** Given task **
Write out every entry exactly as it stands.

** Data provided **
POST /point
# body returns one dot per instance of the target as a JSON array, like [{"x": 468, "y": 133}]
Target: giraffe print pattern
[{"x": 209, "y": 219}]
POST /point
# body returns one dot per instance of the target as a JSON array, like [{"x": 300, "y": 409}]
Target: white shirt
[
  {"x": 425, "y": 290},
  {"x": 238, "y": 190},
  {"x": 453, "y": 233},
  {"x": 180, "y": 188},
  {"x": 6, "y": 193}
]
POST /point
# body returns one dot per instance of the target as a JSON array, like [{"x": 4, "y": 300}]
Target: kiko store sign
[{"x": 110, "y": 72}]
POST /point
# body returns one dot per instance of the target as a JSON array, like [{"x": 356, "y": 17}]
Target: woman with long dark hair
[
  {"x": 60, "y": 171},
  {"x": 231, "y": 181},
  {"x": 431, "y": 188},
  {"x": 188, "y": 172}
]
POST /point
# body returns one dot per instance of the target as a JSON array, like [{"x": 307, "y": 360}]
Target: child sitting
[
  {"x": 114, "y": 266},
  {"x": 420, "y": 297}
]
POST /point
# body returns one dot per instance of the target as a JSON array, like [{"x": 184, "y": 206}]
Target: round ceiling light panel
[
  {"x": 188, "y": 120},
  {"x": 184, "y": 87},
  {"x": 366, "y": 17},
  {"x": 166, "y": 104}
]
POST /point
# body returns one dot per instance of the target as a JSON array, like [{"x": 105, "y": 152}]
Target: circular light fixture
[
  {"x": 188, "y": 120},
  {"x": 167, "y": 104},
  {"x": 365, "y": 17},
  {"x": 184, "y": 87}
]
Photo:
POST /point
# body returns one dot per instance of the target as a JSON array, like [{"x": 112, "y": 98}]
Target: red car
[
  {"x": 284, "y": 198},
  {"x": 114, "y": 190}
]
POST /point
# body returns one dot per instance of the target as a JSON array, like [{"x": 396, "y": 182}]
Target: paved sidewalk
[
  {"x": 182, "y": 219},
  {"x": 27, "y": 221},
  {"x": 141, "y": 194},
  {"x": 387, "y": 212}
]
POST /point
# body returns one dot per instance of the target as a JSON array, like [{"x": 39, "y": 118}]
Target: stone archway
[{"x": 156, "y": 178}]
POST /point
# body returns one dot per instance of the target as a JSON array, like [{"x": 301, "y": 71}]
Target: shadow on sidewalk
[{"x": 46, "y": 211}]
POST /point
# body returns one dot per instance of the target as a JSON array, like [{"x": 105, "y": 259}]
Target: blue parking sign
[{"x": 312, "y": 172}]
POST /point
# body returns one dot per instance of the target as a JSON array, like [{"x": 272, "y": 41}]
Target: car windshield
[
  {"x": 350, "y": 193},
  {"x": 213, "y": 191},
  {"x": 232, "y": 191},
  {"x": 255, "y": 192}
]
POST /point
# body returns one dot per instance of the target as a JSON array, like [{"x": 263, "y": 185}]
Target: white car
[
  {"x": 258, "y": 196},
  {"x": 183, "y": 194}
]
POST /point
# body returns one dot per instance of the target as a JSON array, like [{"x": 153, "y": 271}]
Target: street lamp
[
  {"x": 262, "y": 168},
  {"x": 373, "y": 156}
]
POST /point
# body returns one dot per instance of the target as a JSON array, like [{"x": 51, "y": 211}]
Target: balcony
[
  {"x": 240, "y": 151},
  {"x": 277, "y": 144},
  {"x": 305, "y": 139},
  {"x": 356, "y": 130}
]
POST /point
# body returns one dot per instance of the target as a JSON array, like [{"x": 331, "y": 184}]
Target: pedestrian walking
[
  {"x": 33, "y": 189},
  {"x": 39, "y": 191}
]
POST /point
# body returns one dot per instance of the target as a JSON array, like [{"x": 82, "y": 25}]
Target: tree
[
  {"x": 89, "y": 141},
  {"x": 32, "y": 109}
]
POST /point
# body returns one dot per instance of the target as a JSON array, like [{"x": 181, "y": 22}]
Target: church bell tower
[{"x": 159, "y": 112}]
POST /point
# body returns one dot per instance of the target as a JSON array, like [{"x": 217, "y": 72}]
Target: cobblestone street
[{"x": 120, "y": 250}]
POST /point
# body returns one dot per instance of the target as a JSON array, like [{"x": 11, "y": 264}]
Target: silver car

** Solution to the exercise **
POST /point
# body returns one dot per instance of the target as a JSON array, like [{"x": 468, "y": 133}]
Target: giraffe print pattern
[{"x": 209, "y": 219}]
POST /point
# body returns one dot per instance of the target as a JSON array, like [{"x": 300, "y": 409}]
Target: white shirt
[
  {"x": 425, "y": 290},
  {"x": 238, "y": 190},
  {"x": 453, "y": 233},
  {"x": 180, "y": 188},
  {"x": 6, "y": 193}
]
POST /point
# body returns one dot per instance of the target as a JSON array, like [{"x": 4, "y": 300}]
Target: kiko store sign
[{"x": 110, "y": 72}]
POST /point
# body returns one dot per instance of the target as a JSON array, like [{"x": 356, "y": 17}]
Target: woman with long dark hair
[
  {"x": 60, "y": 171},
  {"x": 231, "y": 181},
  {"x": 431, "y": 188},
  {"x": 188, "y": 172}
]
POST /point
# body returns one dot per instance of the target as a JSON array, like [{"x": 307, "y": 360}]
Target: child sitting
[
  {"x": 114, "y": 266},
  {"x": 420, "y": 297}
]
POST /point
# body returns one dot per instance of the target as a JSON array, like [{"x": 184, "y": 206}]
Target: round ceiling light panel
[
  {"x": 188, "y": 120},
  {"x": 184, "y": 87},
  {"x": 366, "y": 17},
  {"x": 166, "y": 104}
]
POST /point
# body returns one dot per instance of the target as a JSON array, like [{"x": 105, "y": 152}]
Target: circular light fixture
[
  {"x": 188, "y": 120},
  {"x": 167, "y": 104},
  {"x": 365, "y": 17},
  {"x": 184, "y": 87}
]
Photo:
POST /point
# body returns one dot per instance of the target as a JSON array, like [{"x": 112, "y": 98}]
Target: red car
[
  {"x": 284, "y": 198},
  {"x": 114, "y": 190}
]
POST /point
# body returns one dot per instance of the target as a JSON array, like [{"x": 396, "y": 182}]
Target: paved sidewalk
[
  {"x": 182, "y": 219},
  {"x": 27, "y": 221},
  {"x": 141, "y": 194},
  {"x": 387, "y": 212}
]
POST /point
# body returns one dot per instance of the target as a JSON array, like [{"x": 39, "y": 118}]
Target: stone archway
[{"x": 156, "y": 178}]
POST /point
# body returns one dot per instance of the target as a JSON array, like [{"x": 301, "y": 71}]
Target: shadow on sidewalk
[{"x": 46, "y": 211}]
POST /point
# body returns one dot per instance of the target as a JSON array, like [{"x": 105, "y": 259}]
Target: blue parking sign
[{"x": 312, "y": 172}]
POST /point
# body returns one dot per instance of the target as a JSON array, like [{"x": 272, "y": 41}]
Target: car windshield
[
  {"x": 350, "y": 193},
  {"x": 213, "y": 191},
  {"x": 232, "y": 191},
  {"x": 255, "y": 192}
]
POST /point
# body returns one dot per instance of the target as a JSON array, like [{"x": 263, "y": 185}]
Target: white car
[
  {"x": 258, "y": 196},
  {"x": 183, "y": 194}
]
POST /point
# body returns one dot per instance of the target as a JSON array, like [{"x": 153, "y": 271}]
Target: street lamp
[
  {"x": 262, "y": 168},
  {"x": 373, "y": 156}
]
POST /point
# body returns one dot per instance of the target as a JSON array, like [{"x": 51, "y": 211}]
Target: balcony
[
  {"x": 240, "y": 151},
  {"x": 277, "y": 144},
  {"x": 305, "y": 139},
  {"x": 356, "y": 130}
]
POST /point
# body returns one dot per instance of the target as a JSON array, like [{"x": 331, "y": 184}]
Target: pedestrian walking
[
  {"x": 33, "y": 189},
  {"x": 39, "y": 191}
]
POST /point
# body returns one dot per instance of the target as a JSON array, like [{"x": 82, "y": 25}]
Target: tree
[
  {"x": 89, "y": 141},
  {"x": 32, "y": 109}
]
POST /point
# body returns one dot per instance of the target as a JSON array, like [{"x": 181, "y": 22}]
Target: church bell tower
[{"x": 159, "y": 112}]
POST /point
# body returns one dot per instance of the target as a JSON array, like [{"x": 217, "y": 72}]
Target: cobblestone street
[{"x": 120, "y": 250}]
POST /point
# body returns one dot per instance of the target as a JSON array, like [{"x": 11, "y": 264}]
Target: silver car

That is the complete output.